## RECORDS FOR THE TASK
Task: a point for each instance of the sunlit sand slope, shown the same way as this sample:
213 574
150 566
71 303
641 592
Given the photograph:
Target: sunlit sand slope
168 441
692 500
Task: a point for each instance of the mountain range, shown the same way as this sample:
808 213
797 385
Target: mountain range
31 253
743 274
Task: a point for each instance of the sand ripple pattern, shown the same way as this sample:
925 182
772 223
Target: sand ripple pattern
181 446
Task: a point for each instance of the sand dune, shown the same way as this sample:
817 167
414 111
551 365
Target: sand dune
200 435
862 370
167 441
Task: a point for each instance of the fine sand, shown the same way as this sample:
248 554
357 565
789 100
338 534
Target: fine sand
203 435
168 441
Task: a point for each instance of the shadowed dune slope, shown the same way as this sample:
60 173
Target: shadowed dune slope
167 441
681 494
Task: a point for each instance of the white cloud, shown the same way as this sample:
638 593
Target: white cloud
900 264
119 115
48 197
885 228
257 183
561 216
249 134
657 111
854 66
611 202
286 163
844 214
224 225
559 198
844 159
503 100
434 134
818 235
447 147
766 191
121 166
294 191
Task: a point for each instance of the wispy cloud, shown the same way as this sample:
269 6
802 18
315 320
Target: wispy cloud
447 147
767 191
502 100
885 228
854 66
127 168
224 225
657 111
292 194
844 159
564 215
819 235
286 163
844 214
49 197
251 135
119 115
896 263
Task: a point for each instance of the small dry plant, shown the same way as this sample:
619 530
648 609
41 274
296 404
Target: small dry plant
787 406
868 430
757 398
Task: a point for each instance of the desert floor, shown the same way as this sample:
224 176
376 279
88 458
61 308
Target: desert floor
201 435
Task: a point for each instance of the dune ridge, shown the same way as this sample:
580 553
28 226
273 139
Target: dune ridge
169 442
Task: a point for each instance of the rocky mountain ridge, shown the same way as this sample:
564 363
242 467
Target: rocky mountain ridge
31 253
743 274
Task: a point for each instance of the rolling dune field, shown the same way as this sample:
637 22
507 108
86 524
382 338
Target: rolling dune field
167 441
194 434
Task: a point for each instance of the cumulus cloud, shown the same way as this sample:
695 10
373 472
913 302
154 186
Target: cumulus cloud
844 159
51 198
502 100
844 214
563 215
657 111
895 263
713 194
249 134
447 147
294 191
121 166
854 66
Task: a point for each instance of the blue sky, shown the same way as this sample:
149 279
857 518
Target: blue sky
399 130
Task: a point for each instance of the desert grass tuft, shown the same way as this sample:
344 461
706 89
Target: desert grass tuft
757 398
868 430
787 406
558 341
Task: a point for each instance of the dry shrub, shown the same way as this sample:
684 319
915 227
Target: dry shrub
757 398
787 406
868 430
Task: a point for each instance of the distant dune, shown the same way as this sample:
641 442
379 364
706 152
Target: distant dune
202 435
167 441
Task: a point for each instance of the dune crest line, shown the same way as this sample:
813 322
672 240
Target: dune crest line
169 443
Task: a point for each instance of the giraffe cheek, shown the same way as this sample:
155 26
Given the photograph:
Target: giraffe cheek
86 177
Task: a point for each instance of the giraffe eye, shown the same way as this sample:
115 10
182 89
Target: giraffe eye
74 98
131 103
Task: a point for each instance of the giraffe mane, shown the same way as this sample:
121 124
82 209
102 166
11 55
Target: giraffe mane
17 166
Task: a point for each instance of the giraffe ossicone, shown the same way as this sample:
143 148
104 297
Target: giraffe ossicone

## TASK PROMPT
Render the portion of the entries that opens with the line containing "Task: a point for each instance of the dune crest" and closes with the final line of the entries, both included, as a numbered list, omitting any blank lines.

## CORRECT OUTPUT
1. Task: a point for each instance of the dune crest line, shown the same way as this sample:
2. 813 322
3. 672 240
4. Target: dune crest line
5. 169 443
6. Task: a point for each instance of the giraffe cheek, shown the same way as this sample:
7. 155 26
8. Given the photograph:
9. Target: giraffe cheek
10. 86 177
11. Task: a point for each instance of the giraffe eye, shown the same way as this sample:
12. 115 10
13. 182 89
14. Target: giraffe eye
15. 74 98
16. 131 103
17. Task: a point for each instance of the giraffe mane, shown the same way as this sample:
18. 121 124
19. 82 209
20. 102 166
21. 11 55
22. Target: giraffe mane
23. 17 166
24. Task: a point for each instance of the giraffe ossicone, shown the same way as this sample:
25. 143 148
26. 104 297
27. Target: giraffe ossicone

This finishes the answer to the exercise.